START LISTED RECORDS
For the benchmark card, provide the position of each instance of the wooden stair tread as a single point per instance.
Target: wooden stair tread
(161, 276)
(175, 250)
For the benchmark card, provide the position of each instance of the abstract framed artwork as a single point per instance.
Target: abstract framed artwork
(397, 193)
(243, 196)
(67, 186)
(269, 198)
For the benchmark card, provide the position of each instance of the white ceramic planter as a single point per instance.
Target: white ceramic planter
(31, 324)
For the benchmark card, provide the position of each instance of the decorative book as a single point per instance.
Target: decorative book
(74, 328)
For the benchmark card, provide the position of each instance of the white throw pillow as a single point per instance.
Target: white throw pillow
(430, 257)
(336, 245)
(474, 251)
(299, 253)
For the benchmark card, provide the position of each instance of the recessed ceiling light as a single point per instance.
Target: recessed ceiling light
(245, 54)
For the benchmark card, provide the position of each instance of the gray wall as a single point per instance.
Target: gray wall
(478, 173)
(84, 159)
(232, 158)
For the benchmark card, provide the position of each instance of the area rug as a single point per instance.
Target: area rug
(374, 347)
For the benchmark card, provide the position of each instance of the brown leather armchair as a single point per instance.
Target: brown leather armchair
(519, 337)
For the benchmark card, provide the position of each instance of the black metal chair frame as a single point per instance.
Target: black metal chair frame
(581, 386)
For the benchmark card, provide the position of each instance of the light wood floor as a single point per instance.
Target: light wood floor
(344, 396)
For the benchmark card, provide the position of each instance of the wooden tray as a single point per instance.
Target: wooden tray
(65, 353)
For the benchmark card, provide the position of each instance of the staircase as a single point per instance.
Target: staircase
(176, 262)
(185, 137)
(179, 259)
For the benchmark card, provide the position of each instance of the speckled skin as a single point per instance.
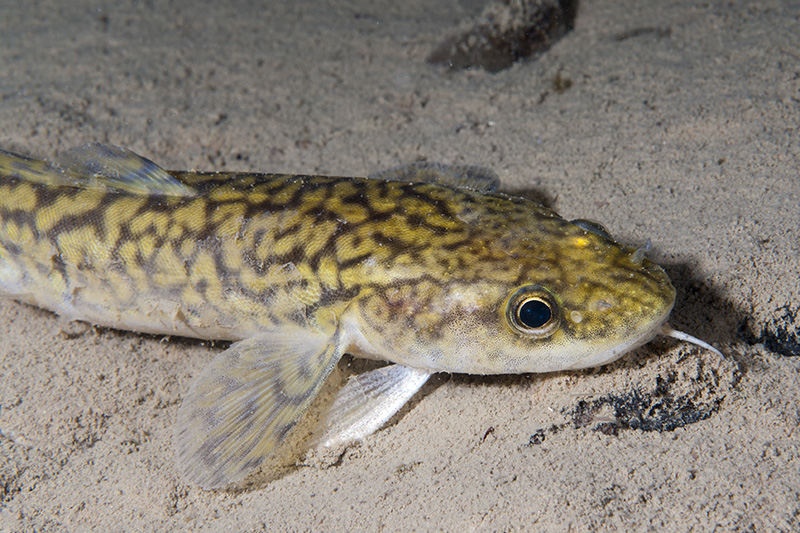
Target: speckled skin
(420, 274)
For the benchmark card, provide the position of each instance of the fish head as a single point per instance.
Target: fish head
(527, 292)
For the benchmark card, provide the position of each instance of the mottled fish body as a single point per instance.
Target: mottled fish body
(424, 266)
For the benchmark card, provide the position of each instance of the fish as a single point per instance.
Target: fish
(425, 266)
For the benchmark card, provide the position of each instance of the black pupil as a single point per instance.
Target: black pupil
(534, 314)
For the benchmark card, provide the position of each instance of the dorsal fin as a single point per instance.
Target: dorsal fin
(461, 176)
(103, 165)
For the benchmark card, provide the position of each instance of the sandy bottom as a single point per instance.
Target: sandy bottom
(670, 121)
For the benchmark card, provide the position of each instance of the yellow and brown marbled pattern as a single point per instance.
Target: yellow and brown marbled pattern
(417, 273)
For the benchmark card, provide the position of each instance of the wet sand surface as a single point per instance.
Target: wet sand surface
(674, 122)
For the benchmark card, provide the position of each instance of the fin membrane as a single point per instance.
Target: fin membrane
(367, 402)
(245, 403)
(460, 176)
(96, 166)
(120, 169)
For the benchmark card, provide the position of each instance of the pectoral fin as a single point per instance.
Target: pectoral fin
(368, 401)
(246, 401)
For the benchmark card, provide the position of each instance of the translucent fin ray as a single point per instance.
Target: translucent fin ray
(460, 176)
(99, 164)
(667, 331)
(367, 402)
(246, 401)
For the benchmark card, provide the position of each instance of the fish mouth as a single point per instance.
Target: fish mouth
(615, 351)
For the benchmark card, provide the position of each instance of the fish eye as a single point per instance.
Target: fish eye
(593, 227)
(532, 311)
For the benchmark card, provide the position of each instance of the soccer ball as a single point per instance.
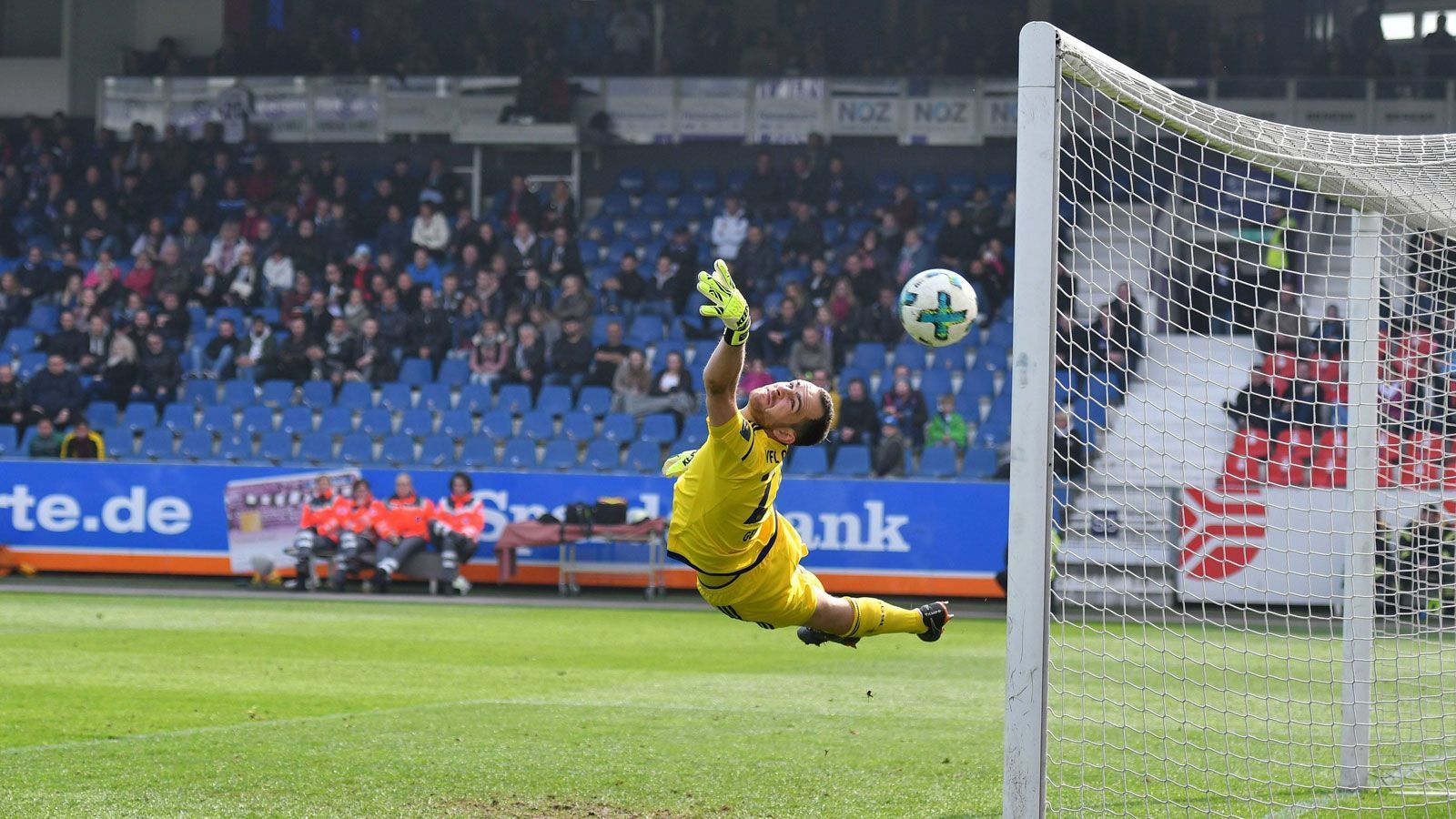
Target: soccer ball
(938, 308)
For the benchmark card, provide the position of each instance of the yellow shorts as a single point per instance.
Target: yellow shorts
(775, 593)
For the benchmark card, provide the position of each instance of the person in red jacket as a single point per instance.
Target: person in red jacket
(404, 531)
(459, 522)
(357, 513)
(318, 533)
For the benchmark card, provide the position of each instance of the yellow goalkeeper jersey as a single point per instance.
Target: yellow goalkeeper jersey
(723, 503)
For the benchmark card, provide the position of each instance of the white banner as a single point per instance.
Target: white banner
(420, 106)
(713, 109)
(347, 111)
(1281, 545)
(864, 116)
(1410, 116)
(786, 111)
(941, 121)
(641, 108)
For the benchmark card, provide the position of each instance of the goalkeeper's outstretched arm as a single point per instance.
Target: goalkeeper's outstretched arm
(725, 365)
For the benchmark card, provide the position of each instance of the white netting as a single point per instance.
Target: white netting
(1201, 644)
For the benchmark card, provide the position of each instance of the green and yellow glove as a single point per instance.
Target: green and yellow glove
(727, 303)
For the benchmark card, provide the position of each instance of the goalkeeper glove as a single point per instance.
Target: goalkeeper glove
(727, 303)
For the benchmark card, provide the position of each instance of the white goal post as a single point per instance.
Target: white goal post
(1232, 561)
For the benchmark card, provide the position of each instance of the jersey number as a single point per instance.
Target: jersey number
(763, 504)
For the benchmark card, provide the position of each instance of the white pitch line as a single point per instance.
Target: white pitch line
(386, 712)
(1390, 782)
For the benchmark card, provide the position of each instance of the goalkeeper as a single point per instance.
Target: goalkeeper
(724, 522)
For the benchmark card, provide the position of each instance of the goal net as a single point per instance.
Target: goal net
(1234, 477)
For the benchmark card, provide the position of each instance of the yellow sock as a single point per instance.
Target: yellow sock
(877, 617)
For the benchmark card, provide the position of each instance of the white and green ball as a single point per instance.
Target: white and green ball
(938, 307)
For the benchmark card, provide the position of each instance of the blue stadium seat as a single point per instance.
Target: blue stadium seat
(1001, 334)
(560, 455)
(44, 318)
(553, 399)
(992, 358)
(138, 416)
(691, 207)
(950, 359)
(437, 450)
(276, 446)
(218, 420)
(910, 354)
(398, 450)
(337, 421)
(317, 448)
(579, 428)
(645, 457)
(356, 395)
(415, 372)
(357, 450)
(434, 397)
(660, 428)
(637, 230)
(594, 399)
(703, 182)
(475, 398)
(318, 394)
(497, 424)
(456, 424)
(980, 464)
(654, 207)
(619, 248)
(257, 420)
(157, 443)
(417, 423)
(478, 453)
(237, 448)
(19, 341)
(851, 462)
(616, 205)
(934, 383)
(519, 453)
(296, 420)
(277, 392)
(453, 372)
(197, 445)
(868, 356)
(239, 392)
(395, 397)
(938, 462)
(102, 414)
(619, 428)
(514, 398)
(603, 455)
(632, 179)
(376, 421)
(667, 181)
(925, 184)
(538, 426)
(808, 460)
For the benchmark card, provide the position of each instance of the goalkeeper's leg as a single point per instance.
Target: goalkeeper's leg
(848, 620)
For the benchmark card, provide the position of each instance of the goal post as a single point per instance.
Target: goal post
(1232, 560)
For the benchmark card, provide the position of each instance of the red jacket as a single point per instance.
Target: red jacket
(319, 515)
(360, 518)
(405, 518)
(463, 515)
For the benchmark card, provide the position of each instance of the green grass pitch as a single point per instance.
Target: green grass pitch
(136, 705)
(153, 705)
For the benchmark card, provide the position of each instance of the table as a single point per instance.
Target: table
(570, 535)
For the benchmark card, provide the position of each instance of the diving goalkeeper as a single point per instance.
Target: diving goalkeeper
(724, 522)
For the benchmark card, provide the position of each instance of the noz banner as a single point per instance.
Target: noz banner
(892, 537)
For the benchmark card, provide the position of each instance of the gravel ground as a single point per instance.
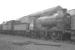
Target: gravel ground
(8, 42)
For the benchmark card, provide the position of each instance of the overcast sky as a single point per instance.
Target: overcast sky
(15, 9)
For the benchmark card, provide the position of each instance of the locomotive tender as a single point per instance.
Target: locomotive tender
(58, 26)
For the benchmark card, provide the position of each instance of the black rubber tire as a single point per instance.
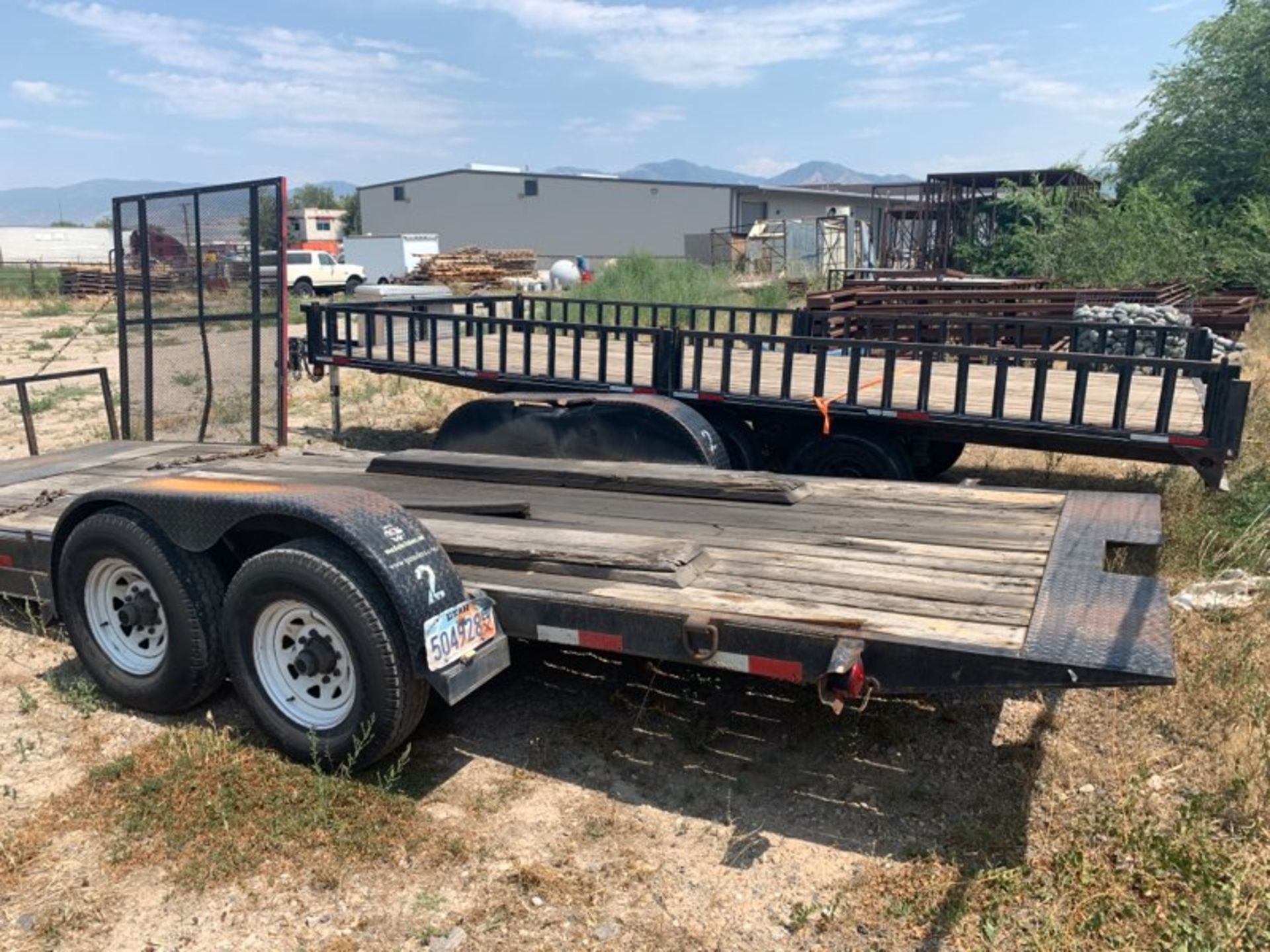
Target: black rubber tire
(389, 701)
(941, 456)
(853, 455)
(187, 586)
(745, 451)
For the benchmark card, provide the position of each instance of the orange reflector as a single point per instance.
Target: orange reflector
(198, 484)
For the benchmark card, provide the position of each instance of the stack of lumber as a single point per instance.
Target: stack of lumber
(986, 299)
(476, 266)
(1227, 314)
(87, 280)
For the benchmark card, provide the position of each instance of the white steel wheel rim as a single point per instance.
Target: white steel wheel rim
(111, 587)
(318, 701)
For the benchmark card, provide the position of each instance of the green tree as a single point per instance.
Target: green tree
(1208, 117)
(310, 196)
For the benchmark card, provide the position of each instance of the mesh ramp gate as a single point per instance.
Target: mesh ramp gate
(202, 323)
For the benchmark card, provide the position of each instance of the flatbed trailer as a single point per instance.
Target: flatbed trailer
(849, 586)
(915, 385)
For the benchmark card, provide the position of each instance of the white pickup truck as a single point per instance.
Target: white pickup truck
END LISTED RECORDS
= EXERCISE DESCRIPTION =
The copy should hold exactly the lines from the line containing "tire as a single point per instance." through the end of the data, both ends included, and no pictures.

= SOLUTION TO THE PROBLEM =
For the benchmark card, provide the position of each instance of the black rubber tire as a single point per instance.
Target: black rubber tire
(389, 701)
(941, 456)
(853, 455)
(187, 586)
(745, 451)
For the benchmark card, provide the position of each instance of the orange reflector as a single point per instance.
Target: orange reflector
(198, 484)
For the benchmark card, provide the position of each instance of the stack of lumber as a single point per instance.
Target: stack of lumber
(986, 299)
(476, 266)
(1227, 314)
(87, 280)
For the benchmark card, provide the position of each instance of the white steel wheel rim as a single point per instance.
Target: white steel wheel rim
(111, 587)
(318, 701)
For the benchmark card, provide the position of each instance of the green tree as a single point per instance.
Target: green tree
(1208, 117)
(310, 196)
For the benchmark card, provide the position of each instance of the mesh ramp gate as a single point per instance.
Target: mesh ramp gate
(202, 323)
For the benchmark card, provide the position of each instance of the flatbed trailer as a single point per instance.
Target: flatbed trailer
(849, 586)
(915, 385)
For the benchmark card, provide the position of each instance of the white pickup truck as a single point per instance.
Target: white pickup truck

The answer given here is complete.